How to complete this task
Set down all the entries again, word for word.

[Records shown]

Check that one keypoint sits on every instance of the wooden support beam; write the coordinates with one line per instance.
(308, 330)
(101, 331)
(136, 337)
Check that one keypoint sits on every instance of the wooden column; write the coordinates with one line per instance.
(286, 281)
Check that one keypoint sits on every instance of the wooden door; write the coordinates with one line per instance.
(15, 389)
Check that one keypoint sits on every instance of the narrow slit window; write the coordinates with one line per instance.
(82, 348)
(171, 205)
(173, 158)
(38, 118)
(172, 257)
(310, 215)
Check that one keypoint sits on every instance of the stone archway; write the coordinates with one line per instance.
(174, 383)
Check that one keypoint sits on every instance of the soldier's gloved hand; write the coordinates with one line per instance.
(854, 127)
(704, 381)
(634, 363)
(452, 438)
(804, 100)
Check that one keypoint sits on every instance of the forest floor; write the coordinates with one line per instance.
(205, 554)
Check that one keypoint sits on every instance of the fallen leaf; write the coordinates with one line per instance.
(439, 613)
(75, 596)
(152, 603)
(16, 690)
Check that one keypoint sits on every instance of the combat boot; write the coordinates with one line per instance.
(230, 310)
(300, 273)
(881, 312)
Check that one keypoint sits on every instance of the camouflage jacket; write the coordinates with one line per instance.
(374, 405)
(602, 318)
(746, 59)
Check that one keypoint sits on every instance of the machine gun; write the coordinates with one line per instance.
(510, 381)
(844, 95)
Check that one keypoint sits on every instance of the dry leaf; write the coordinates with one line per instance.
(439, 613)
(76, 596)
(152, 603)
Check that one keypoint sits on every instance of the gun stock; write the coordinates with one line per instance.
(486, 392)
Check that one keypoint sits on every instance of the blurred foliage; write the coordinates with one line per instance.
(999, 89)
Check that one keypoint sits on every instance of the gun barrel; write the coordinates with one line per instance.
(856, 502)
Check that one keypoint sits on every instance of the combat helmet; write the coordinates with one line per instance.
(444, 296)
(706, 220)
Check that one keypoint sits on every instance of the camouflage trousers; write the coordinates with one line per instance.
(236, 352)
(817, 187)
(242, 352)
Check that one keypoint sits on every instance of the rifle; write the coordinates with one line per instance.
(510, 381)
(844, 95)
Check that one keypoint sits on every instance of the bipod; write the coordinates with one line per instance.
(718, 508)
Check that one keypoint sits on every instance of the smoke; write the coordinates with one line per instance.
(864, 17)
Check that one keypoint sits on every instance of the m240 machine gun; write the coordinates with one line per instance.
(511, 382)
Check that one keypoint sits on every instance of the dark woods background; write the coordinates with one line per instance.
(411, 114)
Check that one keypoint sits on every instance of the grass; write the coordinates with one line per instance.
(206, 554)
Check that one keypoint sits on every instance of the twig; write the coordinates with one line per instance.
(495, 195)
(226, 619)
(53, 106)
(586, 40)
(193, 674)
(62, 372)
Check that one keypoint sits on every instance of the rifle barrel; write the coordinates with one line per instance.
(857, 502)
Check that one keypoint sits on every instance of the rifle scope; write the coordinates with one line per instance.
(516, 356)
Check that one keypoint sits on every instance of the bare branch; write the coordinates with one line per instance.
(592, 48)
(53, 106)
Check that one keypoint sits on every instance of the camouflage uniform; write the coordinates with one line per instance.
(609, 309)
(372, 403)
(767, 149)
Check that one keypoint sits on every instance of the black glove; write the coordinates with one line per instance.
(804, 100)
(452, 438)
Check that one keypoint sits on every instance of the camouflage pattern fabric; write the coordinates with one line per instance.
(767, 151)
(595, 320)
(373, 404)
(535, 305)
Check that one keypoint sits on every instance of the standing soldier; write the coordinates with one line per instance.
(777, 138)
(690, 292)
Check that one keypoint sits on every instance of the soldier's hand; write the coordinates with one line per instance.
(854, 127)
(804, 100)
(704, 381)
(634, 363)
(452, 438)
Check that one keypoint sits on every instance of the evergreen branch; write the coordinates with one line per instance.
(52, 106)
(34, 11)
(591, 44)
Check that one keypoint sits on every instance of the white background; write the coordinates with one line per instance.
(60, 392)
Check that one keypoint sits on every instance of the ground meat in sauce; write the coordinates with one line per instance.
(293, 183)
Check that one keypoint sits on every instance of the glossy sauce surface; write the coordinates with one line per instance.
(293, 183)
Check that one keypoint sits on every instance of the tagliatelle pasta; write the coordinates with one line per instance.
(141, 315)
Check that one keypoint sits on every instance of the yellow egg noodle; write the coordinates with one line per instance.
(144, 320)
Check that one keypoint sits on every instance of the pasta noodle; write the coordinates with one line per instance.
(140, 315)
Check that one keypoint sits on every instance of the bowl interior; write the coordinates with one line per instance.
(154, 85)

[/Records shown]

Task solution
Check that one keypoint sits on every instance of the wooden support beam; write the coordinates with one line per instance.
(308, 330)
(101, 331)
(136, 337)
Check that one keypoint sits on every instance of the wooden column; write the coordinates with one line per instance.
(286, 281)
Check that one keypoint sits on every instance of the wooden door; write the coordinates with one line per instance.
(15, 389)
Check that one keypoint sits on every instance of the narrow slit window; write the coordinates with one line per instance.
(82, 348)
(171, 205)
(173, 158)
(38, 118)
(172, 257)
(310, 215)
Check that one keypoint sits on every instance of the stone archway; write the coordinates with one line per instance.
(174, 383)
Check that one keypoint sits on every instance of the soldier's gloved hand; write the coordinates with one line per instance.
(854, 127)
(704, 381)
(634, 363)
(452, 438)
(804, 100)
Check that one keypoint sits on every instance of the forest floor; write the coordinates with one line per instance.
(205, 554)
Check that one keypoint sits on every instance of the fallen leaf; write the coordinates with one line per instance.
(439, 613)
(75, 596)
(152, 603)
(16, 690)
Check that one keypoint sits on every instance of the combat boot; write the coordinates with one line per instance.
(230, 310)
(300, 273)
(881, 312)
Check that one keypoint sits on every instance of the camouflage jacket; write the coordinates with one line per instance.
(374, 405)
(602, 318)
(746, 59)
Check that one keypoint sits on every instance of the machine gun; write the coordinates with one line per instance.
(510, 381)
(844, 95)
Check that one keypoint sits on every instance of the dry leaf; write the coordinates with one line per instance.
(439, 613)
(76, 596)
(152, 603)
Check that one keypoint sits on every instance of the gun stock; write the coordinates with one line per instance.
(486, 392)
Check that one keypoint sits on every instance of the blurred foliage; write the coordinates with one line per instance.
(999, 89)
Check that one keypoint sits on every instance of the gun barrel; write the coordinates with one line per instance.
(856, 502)
Check that one keypoint sits on every instance of the combat helmet; write the coordinates with one line per instance.
(444, 296)
(706, 220)
Check that one keypoint sits on every instance of the camouflage trousers; write the coordinates with one line per instance.
(236, 352)
(817, 187)
(242, 352)
Check that one keypoint sits on every instance of the rifle; write the coordinates with one line per instance.
(510, 381)
(844, 95)
Check that one keypoint sits on every instance of the bipod; write the coordinates with one line per instance.
(718, 508)
Check that one keypoint sits on every instance of the smoke; write the coordinates with one line per instance.
(864, 17)
Check that one keypoint sits on every instance of the m240 machine gun; write the coordinates with one line per instance.
(511, 382)
Check that one keypoint sits on every instance of the dark woods background; write the coordinates with one line per instance.
(411, 114)
Check that one keypoint sits on every instance of the grass; write the coordinates with one line per instance.
(206, 554)
Check that one keypoint sits on every instance of the twig; write the coordinates with one line per instance.
(495, 195)
(226, 619)
(53, 106)
(586, 40)
(193, 674)
(62, 372)
Check that one keypoint sits on every instance of the rifle barrel; write the coordinates with one line per instance.
(857, 502)
Check that one keypoint sits on every instance of the rifle scope; write the coordinates with one line per instance.
(516, 356)
Check that one keypoint sits on every instance of the bare branch; write the coordinates with one line per instance.
(592, 48)
(53, 106)
Check that one keypoint sits on every instance of the camouflage uniform; write the coordinates with one line per instance.
(609, 309)
(372, 403)
(767, 149)
Check that one keypoint sits on every instance of the black glove; write the coordinates with one line per instance.
(804, 100)
(452, 438)
Check that one keypoint sits on every instance of the camouflage pattern fabric; write the coordinates with one line per instance.
(767, 151)
(595, 320)
(373, 404)
(535, 305)
Check that one keypoint sits on every instance of the standing soldier; write the coordinates with one line per instance.
(777, 138)
(690, 292)
Check that one keypoint sits on every instance of the soldier's hand; write the coordinates with one line per instance.
(854, 127)
(804, 100)
(704, 381)
(634, 363)
(452, 438)
Check that one keypoint sits on every instance of the evergreen branch; write the coordinates with one line per instance.
(52, 106)
(34, 11)
(591, 44)
Check that one keypoint sits on every instance of the white background; write the coordinates with one line per instance.
(60, 392)
Check that one keypoint sits on every instance of the ground meat in sauce; write the coordinates with one line per instance.
(293, 183)
Check that one keypoint sits on every instance of the glossy sauce surface; write the coordinates with one line per instance.
(293, 183)
Check that one keypoint sits on every instance of the tagliatelle pasta; write the coordinates with one line per instance.
(141, 315)
Check that one keypoint sits on every instance of the yellow egg noodle; write the coordinates with one line per instance.
(144, 320)
Check that one keypoint sits on every instance of the pasta noodle; write the coordinates with one line per instance.
(140, 315)
Check that one keypoint sits on every instance of the bowl interior; write the coordinates with one line per instance.
(154, 85)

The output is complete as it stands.